┌──

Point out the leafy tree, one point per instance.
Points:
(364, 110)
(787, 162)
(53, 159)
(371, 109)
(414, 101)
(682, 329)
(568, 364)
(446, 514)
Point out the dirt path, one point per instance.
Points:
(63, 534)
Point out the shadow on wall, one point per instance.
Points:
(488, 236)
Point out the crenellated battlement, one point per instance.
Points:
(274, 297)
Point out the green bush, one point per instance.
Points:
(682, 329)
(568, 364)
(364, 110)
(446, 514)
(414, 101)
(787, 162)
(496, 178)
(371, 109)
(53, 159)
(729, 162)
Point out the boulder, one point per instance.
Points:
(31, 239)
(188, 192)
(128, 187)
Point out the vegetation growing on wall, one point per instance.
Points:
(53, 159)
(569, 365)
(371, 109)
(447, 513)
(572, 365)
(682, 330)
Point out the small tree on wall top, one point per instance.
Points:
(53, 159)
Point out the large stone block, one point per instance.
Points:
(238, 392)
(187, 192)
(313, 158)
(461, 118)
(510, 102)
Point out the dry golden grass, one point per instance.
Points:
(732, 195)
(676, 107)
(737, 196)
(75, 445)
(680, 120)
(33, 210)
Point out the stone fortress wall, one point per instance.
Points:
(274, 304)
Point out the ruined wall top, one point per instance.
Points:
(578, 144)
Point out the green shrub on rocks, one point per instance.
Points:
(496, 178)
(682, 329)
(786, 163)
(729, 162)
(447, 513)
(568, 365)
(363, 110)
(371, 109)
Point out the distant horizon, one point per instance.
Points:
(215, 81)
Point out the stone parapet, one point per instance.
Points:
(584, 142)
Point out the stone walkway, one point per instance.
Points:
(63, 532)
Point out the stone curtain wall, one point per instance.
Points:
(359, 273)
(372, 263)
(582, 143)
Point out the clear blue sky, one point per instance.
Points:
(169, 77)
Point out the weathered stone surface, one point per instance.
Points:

└──

◆ YOUR ASSIGNMENT
Reproduce every line from the entries that holds the word "stone".

◆ EXPECTED ANSWER
Point out the large stone block, one point per instance.
Point out the stone fortress wall, one point per instance.
Point out the stone parapet, one point per instance.
Point out the stone walkway, one point per instance.
Point out the stone curtain wall, one point per instance.
Point out the weathered stone surface, one point per instance.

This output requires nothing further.